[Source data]
╔══
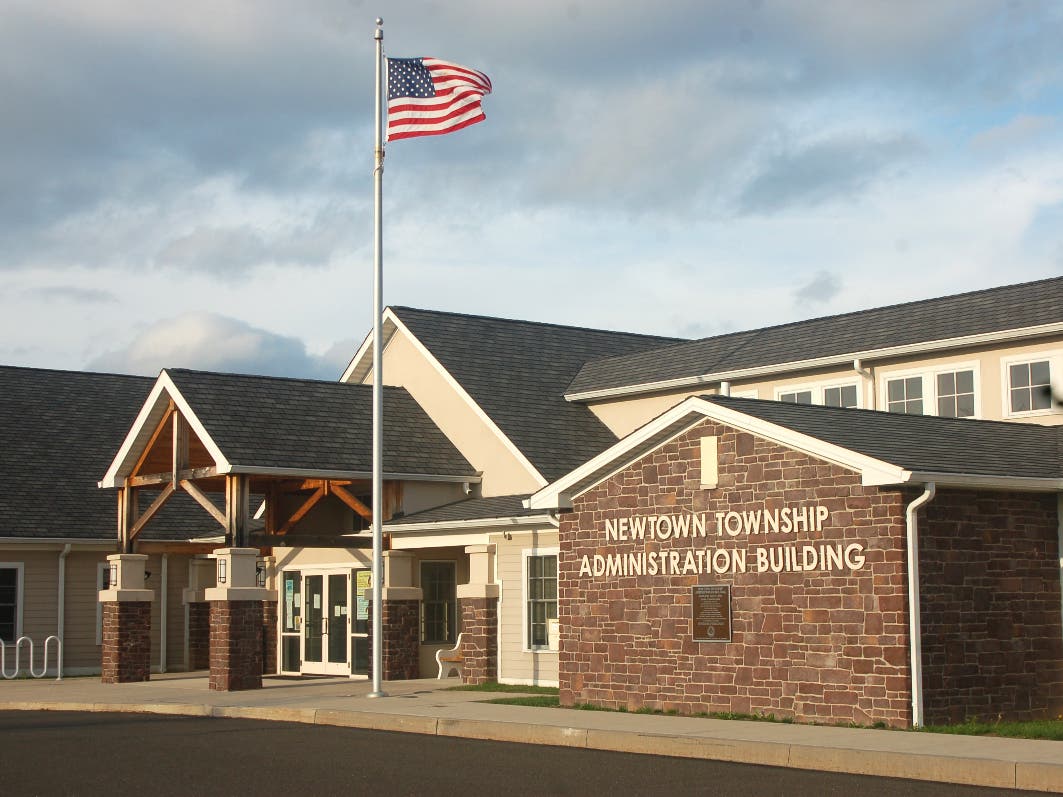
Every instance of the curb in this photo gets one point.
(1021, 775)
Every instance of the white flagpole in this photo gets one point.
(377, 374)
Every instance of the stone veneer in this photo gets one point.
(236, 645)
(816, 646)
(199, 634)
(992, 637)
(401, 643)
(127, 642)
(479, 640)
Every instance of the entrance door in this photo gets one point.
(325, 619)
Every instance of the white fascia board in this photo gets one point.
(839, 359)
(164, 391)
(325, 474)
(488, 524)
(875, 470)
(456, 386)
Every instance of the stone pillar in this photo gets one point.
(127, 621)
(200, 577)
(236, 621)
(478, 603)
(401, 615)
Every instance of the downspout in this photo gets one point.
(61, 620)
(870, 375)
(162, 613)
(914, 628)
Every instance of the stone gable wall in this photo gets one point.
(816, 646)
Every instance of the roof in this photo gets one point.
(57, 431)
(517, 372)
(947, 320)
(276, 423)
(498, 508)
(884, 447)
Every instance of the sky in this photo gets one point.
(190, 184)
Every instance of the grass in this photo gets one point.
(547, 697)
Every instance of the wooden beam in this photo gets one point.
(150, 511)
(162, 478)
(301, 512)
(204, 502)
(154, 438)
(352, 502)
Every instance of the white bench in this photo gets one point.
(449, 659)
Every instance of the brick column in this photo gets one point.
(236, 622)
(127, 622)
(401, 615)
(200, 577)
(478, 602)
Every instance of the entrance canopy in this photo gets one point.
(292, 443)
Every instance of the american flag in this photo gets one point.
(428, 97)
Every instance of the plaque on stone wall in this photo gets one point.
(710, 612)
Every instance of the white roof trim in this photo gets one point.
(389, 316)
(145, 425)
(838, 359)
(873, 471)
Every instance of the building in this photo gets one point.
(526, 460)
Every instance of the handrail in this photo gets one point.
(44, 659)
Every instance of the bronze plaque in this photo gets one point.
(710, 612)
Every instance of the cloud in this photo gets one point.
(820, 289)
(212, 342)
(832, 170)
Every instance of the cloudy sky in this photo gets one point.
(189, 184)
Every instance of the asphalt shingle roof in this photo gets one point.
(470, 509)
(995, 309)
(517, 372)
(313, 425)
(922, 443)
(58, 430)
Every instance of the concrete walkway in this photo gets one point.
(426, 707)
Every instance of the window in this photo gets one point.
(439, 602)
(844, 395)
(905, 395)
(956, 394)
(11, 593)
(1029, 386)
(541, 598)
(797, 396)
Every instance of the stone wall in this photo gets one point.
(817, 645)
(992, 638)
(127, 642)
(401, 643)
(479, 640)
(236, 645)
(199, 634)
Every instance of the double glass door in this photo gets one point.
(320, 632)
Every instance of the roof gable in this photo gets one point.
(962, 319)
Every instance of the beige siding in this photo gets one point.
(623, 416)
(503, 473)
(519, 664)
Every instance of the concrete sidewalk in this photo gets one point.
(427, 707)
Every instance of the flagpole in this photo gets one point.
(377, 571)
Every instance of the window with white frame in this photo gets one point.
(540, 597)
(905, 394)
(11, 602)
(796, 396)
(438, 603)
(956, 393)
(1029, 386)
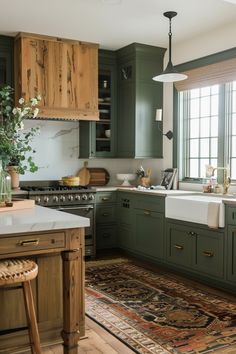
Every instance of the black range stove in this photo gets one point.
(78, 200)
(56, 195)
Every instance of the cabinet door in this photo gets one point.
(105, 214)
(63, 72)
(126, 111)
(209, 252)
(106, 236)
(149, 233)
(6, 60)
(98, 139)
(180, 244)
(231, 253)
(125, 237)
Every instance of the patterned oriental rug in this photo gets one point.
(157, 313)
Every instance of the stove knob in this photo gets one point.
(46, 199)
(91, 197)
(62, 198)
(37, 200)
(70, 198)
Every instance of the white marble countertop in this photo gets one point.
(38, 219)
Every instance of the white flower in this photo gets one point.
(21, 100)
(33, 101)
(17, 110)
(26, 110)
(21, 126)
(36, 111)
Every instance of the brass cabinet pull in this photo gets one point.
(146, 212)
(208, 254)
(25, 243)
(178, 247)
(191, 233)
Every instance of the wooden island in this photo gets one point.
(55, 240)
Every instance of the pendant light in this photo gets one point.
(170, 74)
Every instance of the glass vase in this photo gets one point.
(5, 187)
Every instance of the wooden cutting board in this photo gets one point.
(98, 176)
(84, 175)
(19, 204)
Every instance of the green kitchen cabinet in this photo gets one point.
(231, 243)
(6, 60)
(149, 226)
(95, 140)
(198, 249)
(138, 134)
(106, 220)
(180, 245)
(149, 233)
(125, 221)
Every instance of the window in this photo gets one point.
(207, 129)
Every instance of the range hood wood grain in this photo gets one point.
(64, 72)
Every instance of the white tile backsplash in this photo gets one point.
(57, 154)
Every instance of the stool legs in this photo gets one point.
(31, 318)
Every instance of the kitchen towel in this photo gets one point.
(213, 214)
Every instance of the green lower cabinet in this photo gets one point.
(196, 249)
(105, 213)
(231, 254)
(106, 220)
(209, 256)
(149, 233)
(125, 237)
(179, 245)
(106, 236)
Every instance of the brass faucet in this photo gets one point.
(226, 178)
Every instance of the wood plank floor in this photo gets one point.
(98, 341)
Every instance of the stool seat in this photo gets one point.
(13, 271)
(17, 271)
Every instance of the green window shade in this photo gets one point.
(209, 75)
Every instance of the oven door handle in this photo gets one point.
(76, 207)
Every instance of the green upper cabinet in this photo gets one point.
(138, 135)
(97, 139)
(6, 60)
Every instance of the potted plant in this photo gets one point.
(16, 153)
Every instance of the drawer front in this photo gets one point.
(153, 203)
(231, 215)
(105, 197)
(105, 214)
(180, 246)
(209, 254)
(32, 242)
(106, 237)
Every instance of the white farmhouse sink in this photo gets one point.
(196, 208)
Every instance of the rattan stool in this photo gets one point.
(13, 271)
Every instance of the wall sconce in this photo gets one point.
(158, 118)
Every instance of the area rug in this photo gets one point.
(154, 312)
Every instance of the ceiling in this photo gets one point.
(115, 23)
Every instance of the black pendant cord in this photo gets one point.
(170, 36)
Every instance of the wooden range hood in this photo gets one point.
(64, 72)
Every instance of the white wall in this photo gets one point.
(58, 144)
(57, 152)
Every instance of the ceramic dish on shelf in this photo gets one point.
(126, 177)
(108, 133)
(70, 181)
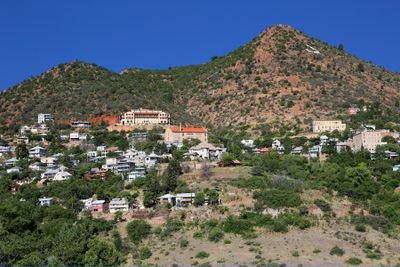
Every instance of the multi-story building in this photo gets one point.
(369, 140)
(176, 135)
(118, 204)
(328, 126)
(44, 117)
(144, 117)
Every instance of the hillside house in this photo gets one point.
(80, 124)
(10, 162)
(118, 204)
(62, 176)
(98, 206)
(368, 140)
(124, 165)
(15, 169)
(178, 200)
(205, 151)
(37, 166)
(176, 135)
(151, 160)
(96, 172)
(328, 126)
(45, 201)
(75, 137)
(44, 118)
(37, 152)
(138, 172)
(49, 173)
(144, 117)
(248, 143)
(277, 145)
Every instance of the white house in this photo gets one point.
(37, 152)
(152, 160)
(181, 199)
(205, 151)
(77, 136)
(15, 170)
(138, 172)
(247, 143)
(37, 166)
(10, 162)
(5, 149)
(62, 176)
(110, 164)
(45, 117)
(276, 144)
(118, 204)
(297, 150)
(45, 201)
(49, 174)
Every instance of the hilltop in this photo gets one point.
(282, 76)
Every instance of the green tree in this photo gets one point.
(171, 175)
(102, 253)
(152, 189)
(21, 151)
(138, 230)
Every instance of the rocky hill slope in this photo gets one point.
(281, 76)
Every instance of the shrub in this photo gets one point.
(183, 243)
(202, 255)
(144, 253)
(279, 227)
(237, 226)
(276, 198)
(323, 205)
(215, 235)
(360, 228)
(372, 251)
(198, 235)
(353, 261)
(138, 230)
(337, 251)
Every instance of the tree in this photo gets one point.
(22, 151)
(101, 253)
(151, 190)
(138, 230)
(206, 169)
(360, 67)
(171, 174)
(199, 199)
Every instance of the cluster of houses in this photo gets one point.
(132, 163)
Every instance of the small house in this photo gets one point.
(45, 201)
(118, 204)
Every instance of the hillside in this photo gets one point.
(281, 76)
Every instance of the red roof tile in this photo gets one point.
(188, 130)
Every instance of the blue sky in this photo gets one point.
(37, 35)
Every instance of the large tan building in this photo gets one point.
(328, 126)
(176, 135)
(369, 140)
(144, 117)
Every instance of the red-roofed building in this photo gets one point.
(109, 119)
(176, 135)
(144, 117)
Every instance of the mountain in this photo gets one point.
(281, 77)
╚══
BRIEF - Could you quote, exactly as they appear, the line containing "Every instance of the white house" and every line after it to the end of the records above?

WRITTEN SOLUTION -
Every instance of the white house in this photo gets one point.
(37, 152)
(152, 160)
(181, 199)
(205, 151)
(77, 136)
(15, 170)
(138, 172)
(247, 143)
(37, 166)
(10, 162)
(5, 149)
(62, 176)
(110, 164)
(45, 117)
(276, 144)
(118, 204)
(297, 150)
(45, 201)
(49, 174)
Every instance of the hilltop in this photo gets one point.
(282, 76)
Every instance of the green tree in this photo gets one point.
(171, 175)
(102, 253)
(152, 189)
(21, 151)
(138, 230)
Every instance of the rocky hill slope in this photo gets one point.
(281, 76)
Every instance of the shrub in this photo gets one point.
(183, 243)
(202, 255)
(144, 253)
(279, 227)
(237, 226)
(276, 198)
(323, 205)
(215, 235)
(360, 228)
(372, 251)
(198, 235)
(353, 261)
(138, 230)
(337, 251)
Every instance of the tree in this photo gets one point.
(22, 151)
(101, 253)
(151, 190)
(138, 230)
(206, 169)
(360, 67)
(171, 174)
(199, 199)
Every instance of the cluster of houses in this photo gets one point.
(132, 163)
Every instance of the small house in this photo gets one point.
(45, 201)
(118, 204)
Every instance of the hillside in this photo gets one point.
(281, 76)
Every instance of the red roof tile in this photo gets one point.
(188, 130)
Every instance of the blue sky in this photo gets one point.
(37, 35)
Every instance of the large tan building in this photo gets one point.
(328, 126)
(176, 135)
(369, 140)
(144, 117)
Every instance of the red-roofed building in this photo gets one point.
(109, 119)
(176, 135)
(144, 117)
Every instance of the mountain in this photo gets one point.
(281, 77)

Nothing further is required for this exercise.